Job ::
Count the lines in the rows below that contain the word "negative". Reply with that number alone.
----------
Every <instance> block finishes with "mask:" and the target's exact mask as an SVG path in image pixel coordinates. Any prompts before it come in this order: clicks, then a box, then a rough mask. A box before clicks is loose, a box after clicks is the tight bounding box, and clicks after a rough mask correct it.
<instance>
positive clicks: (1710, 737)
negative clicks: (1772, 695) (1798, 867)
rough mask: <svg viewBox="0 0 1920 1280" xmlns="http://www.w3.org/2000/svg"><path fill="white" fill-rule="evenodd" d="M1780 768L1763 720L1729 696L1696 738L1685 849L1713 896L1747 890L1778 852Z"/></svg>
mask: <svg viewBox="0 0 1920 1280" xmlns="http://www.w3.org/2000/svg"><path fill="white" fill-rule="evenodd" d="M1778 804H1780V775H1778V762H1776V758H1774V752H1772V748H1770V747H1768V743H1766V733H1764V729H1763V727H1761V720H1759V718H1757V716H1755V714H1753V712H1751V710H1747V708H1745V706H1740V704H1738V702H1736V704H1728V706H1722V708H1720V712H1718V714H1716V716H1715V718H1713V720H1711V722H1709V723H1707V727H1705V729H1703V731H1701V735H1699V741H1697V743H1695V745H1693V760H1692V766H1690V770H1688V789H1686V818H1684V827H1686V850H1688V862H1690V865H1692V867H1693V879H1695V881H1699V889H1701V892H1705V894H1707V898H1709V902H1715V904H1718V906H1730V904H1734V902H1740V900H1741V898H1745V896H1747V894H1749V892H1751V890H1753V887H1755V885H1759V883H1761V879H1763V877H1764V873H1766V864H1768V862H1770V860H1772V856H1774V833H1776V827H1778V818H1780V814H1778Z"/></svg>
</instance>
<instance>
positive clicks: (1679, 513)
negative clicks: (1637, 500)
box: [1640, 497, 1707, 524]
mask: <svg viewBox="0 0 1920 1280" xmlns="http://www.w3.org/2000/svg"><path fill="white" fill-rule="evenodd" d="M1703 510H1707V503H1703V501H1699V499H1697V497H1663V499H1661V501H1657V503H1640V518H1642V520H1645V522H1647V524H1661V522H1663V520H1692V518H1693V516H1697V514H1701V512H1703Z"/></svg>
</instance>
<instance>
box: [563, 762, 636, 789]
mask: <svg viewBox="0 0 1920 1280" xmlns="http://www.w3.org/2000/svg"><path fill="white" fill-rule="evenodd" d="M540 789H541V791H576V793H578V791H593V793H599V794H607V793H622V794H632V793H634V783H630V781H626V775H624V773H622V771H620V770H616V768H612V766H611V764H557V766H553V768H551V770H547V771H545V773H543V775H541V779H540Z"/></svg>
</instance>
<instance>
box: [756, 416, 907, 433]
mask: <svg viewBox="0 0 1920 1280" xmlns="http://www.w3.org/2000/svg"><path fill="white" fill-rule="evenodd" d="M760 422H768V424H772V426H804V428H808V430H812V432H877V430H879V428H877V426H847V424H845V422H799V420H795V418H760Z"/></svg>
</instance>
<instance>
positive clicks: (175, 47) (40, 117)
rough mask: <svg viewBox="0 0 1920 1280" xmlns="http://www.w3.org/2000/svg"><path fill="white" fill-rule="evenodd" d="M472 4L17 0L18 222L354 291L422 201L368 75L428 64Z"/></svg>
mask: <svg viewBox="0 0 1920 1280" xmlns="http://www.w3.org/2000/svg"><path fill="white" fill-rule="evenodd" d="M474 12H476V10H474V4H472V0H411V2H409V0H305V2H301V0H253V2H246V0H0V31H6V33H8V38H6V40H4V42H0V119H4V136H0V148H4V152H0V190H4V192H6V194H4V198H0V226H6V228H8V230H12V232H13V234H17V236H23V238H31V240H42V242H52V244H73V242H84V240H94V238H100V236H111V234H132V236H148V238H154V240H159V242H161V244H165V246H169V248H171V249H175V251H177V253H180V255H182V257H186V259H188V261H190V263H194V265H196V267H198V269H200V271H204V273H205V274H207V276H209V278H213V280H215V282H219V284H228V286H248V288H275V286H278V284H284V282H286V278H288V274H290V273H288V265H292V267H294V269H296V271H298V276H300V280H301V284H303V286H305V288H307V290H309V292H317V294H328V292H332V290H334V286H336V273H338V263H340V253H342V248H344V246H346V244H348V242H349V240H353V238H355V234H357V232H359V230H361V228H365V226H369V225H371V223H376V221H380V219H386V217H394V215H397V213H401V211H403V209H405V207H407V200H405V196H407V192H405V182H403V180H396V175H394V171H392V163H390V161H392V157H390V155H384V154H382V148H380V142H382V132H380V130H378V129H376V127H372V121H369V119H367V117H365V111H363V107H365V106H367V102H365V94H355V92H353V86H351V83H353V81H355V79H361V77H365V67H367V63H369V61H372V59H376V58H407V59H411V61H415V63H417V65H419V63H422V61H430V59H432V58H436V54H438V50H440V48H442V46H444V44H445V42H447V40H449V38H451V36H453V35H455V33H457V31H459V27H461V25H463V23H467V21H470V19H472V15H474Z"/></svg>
----------
Solution below ::
2